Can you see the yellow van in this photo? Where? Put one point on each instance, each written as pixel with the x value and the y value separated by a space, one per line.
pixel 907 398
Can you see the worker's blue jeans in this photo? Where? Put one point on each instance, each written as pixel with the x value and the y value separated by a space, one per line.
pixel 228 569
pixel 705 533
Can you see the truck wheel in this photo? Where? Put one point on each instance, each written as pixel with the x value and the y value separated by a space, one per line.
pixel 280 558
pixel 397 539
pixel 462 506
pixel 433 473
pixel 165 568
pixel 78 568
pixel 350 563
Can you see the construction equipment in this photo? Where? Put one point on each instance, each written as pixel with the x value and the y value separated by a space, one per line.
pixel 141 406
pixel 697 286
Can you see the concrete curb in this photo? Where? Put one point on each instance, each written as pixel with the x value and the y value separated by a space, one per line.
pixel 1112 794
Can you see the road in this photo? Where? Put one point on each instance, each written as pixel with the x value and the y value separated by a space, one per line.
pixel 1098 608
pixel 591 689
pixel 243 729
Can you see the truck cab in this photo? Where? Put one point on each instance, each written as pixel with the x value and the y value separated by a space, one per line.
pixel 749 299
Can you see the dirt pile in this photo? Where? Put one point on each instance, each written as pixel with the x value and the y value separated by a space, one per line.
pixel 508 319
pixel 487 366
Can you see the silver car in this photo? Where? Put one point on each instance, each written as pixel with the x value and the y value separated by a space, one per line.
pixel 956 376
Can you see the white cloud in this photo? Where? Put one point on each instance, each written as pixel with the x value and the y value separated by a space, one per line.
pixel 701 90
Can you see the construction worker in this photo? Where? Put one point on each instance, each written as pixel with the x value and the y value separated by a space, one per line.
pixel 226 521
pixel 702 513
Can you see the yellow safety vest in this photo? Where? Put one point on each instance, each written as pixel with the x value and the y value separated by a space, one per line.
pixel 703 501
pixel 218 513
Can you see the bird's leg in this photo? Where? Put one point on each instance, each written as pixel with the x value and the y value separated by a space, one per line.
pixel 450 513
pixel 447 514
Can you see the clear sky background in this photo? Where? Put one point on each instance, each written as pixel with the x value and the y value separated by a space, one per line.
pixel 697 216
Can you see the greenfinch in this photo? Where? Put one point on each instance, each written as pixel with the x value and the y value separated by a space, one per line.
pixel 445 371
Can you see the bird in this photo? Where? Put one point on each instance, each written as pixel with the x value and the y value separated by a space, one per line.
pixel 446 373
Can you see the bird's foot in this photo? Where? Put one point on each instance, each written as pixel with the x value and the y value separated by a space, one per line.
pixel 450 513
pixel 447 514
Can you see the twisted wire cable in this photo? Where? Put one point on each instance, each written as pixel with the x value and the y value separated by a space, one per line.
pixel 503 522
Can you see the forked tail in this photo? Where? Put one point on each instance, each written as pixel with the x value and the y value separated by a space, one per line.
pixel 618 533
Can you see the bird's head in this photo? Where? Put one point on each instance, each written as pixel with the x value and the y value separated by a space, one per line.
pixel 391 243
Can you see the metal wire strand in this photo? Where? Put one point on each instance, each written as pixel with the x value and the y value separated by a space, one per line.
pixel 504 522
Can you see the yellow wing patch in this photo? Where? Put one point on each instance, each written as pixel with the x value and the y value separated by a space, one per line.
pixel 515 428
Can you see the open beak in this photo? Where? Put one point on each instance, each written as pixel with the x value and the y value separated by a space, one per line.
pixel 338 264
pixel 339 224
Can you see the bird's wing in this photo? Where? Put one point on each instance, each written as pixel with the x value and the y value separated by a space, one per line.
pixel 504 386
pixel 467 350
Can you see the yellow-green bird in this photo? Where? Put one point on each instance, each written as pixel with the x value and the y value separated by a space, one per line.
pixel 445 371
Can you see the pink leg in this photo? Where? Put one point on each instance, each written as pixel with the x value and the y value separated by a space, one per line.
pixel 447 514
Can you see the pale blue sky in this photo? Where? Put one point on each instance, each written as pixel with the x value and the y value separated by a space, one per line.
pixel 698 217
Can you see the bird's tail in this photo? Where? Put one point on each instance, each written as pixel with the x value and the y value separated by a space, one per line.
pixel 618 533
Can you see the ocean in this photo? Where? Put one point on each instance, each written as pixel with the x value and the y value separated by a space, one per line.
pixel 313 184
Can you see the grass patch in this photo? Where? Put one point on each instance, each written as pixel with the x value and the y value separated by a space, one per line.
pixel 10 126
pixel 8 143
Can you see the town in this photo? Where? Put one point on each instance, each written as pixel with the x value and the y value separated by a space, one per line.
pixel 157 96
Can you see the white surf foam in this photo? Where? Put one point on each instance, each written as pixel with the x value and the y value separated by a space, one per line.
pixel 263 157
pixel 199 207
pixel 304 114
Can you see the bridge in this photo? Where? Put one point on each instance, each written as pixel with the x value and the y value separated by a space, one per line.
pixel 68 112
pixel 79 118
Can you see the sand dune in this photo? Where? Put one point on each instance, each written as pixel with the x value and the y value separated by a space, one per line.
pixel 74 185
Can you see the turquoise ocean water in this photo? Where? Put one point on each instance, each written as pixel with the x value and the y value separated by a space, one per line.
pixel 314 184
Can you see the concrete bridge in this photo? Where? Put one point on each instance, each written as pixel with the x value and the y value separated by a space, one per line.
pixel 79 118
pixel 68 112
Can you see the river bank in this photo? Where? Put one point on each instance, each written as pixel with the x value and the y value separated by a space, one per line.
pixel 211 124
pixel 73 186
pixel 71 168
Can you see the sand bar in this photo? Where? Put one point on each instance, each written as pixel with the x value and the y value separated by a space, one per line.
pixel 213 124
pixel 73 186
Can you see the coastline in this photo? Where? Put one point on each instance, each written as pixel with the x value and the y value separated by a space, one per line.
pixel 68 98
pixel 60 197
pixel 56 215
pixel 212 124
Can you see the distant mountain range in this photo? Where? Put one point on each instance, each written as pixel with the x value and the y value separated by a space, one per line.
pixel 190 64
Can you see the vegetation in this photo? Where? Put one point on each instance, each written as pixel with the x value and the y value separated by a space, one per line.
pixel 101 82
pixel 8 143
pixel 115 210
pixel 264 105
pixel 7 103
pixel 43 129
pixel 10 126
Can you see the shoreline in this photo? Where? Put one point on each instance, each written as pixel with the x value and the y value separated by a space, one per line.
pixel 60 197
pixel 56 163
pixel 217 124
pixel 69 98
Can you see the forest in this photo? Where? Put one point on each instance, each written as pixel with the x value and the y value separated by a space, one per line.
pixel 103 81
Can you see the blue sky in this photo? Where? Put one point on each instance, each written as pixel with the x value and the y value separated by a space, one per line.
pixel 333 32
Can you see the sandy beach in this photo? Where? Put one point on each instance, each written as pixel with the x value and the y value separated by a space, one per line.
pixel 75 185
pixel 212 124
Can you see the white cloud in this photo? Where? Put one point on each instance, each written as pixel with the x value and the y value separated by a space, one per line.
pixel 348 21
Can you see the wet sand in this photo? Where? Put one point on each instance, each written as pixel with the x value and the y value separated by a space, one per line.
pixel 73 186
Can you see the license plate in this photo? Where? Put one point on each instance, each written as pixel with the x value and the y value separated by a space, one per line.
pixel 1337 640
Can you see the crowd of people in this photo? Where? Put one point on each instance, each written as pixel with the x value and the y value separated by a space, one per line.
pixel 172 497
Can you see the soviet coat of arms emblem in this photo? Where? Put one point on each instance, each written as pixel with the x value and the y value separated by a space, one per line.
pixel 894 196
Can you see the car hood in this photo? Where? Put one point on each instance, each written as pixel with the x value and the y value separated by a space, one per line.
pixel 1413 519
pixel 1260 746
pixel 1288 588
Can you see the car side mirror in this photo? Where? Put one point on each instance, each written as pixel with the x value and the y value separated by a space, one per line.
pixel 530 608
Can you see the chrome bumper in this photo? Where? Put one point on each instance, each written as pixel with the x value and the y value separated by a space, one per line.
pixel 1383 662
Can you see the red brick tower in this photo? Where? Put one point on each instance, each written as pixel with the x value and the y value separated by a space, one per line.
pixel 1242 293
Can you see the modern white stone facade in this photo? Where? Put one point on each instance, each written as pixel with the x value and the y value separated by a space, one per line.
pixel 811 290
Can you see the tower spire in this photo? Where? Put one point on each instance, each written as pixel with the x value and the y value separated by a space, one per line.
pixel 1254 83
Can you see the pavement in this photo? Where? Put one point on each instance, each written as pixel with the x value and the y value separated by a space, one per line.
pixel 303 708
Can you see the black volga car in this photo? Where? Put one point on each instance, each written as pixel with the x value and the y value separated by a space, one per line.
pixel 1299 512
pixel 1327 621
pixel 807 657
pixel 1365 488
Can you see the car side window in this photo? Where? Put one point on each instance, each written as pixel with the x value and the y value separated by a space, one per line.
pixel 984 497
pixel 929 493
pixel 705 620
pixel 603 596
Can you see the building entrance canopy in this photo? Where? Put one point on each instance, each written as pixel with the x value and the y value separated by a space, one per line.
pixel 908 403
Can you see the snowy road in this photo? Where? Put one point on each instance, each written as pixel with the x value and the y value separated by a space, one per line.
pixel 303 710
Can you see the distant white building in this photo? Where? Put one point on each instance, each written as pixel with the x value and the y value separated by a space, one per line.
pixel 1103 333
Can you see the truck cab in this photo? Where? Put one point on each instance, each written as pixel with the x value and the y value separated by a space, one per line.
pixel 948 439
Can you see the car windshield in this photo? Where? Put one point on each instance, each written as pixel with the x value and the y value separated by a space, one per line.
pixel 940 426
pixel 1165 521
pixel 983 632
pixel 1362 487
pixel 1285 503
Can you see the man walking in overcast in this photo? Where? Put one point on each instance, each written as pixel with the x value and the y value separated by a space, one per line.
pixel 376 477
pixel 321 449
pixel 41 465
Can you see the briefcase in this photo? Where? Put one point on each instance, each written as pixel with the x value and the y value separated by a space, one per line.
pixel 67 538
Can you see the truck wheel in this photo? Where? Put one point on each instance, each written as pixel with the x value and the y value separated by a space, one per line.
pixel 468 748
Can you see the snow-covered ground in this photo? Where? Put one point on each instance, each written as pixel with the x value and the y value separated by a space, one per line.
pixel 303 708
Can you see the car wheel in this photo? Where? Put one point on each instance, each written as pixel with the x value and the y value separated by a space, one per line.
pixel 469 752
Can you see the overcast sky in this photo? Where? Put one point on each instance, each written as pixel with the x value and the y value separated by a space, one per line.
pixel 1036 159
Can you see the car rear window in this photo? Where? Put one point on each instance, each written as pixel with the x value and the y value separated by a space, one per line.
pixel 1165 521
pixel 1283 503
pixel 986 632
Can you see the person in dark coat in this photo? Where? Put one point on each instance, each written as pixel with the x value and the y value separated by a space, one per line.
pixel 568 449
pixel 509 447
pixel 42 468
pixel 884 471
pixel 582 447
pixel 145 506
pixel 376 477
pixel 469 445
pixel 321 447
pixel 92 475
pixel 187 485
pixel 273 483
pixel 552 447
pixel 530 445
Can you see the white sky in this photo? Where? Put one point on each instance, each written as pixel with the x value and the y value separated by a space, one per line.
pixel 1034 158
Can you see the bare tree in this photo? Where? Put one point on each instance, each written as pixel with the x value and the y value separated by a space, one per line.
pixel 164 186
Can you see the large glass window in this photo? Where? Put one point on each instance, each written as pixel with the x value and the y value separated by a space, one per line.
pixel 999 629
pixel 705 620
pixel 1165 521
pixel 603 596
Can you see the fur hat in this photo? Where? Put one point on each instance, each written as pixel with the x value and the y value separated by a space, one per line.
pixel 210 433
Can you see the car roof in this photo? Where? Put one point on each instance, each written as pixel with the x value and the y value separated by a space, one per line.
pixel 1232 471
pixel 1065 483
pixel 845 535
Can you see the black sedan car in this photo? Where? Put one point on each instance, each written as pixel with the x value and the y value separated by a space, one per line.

******************************

Convert the lines above into a two-column CSV with the headers "text" and "answer". Begin at the line that contains "Can you see the pale" and stop after the line that contains "pixel 313 184". Give one row for each line and the answer beneath it, put each value in its own quoted field, and replace any line breaks with spaces.

text,answer
"Can you see the pale blue sky in this photo? Where? Put one point on each instance, each written as pixel with the x value and the y value separated by a space, one per line.","pixel 698 217"
"Can you see the bird's tail in this photo? Where? Put one point on each instance, each written as pixel with the x value and the y value separated by a space, one per line.","pixel 618 533"
"Can you see the ocean in this photo? Where? Put one point on each instance, each written as pixel with the x value and the y value separated by a space, one per line.","pixel 313 184"